WRITTEN EXERCISE A: Rewrite the fandom essay from "The reason for" up to and including "on the original story.", substituting "sense" for "impression".

DOCUMENT SECTION:
====

It can happen within the boundaries of the general mainstream fandom (the dashed blue circle ringing the original story) or exterior/marginal to it (as the example above). Either way, what you get is a bubble of fanon sitting in an uncomfortably close proximity to the original story. Well, uncomfortable if you're the Author, I suppose.



The green space is the bubble within which (from what I've seen) the fans then create a new, derived canon -- based loosely or closely, but almost always with additional elements or specific interpretations as foundation -- which is then policed just as much as original canon. That is to say, if the fandom already tends to police its canon tightly, then it's likely to do the same for its shared-world bubbles; if the fandom's pretty easy-going about the dividing lines of canon, then it seems this also affects its attitudes towards shared-world subsets.

(Well, not always: I've heard of a few instances where wildly chaotic fandoms produce strictly-controlled bubble-worlds, but in that case my suspicion is that it's fandom-reaction, a need to have some kind of comprehensible and coherent canon when the original story is nothing but a hot mess -- a favorite mess, but a hot one all the same.)



When I read posts and missives from Published Authors expressing their fear/aversion to fanfiction (and/or, sometimes, misbehaving fandom itself), it seems to me there are two things Authors fear. Naturally, I'll start with the slightly-lesser of the two evils, first. I say that with the caveat that upon reflection, I don't think this is truly a fear so much as it is an alternative perception. (The problem there is that opinions are strongly personal and therefore hard to quibble over, since opinions aren't nearly as malleable even when you do have all the facts).

I say 'perception' because it's important to note (if you haven't noticed already) that I've taken somewhere between a neutral approach to the dynamics I'm pondering, and a somewhat fandom-positive approach. It may not seem like it, perhaps, and in case that's so, I'll explain why I think (or hope) I've achieved that: because while canon may be supplemented by fan-interpretation, I don't think it's entirely overrun, nor do I think most fans would see canon as ever being truly surpassed, or made irrelevant.

The reason for stating that explicitly is because, from Author complaints and rants, this is the impression I get of what they think is a more accurate representation when we talk about fan imposition on the original story.



That's right. The fandom-created interpretations, the fanfiction stories, are crowding the original story, to the point of burying it. This seems the only logical explanation of Author-verbalized perceptions; it's the only one that makes sense when I consider those Authors who fight against fanfiction -- and the way they express their fears.

====

(Rows from a box-labeling dataset)

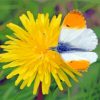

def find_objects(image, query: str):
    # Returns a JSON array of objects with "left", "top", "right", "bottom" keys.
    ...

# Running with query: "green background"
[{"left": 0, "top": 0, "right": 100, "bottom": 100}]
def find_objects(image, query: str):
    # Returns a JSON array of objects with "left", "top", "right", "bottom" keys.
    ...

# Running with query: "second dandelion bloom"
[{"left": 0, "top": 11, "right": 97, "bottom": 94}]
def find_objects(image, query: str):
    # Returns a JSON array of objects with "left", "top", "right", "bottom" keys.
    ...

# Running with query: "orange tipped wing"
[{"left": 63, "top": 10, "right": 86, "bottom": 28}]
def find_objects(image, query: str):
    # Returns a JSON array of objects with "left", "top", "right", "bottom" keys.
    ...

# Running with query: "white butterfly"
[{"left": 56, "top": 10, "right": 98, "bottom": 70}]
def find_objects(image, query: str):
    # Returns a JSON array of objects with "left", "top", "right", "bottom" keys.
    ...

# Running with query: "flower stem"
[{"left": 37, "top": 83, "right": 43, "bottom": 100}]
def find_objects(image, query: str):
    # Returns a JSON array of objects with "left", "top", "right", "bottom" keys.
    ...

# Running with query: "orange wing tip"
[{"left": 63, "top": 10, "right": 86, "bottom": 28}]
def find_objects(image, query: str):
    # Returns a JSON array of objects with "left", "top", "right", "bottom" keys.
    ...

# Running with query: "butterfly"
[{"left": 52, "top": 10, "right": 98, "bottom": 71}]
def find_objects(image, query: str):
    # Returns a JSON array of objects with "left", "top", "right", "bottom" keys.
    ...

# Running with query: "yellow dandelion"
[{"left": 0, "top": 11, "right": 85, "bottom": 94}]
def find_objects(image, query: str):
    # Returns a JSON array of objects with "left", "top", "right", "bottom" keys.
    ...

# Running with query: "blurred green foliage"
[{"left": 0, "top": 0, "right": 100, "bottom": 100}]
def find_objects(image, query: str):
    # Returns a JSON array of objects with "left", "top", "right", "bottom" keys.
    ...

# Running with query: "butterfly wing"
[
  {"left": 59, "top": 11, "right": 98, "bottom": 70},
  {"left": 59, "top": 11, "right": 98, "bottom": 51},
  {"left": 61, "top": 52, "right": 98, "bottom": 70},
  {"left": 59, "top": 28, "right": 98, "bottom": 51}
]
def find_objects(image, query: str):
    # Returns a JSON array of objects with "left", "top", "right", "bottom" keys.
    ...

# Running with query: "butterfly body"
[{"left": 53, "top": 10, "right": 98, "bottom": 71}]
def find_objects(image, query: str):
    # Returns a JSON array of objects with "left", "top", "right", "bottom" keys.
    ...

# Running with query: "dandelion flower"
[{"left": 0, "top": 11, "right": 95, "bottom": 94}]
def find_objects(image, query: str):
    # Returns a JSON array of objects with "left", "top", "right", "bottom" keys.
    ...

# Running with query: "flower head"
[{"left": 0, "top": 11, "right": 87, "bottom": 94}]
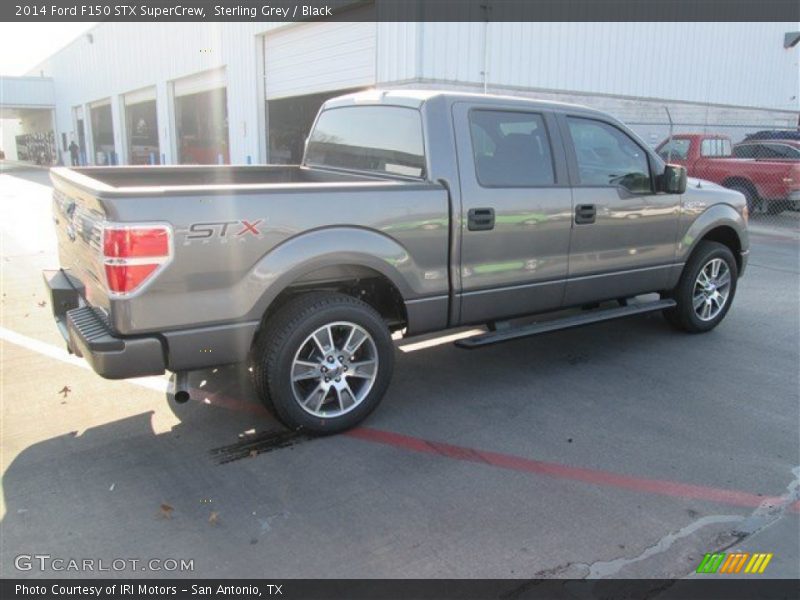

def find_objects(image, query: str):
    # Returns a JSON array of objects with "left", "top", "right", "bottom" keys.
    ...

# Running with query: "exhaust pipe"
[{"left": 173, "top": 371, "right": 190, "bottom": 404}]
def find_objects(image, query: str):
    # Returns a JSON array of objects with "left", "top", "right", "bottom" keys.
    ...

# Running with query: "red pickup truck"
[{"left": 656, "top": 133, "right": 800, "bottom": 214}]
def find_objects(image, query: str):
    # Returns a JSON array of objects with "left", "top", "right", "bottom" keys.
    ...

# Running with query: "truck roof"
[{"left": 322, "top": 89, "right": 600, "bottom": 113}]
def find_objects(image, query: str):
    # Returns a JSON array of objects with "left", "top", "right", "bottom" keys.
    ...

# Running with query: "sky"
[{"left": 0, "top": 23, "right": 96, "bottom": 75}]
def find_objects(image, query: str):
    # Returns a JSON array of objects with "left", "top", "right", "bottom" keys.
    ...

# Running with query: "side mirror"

====

WRITTEN EXERCISE B: How many lines of the entries contain the string "flower"? Give only the number.

FULL OUTPUT A:
The reason for stating that explicitly is because, from Author complaints and rants, this is the sense I get of what they think is a more accurate representation when we talk about fan imposition on the original story.

FULL OUTPUT B: 3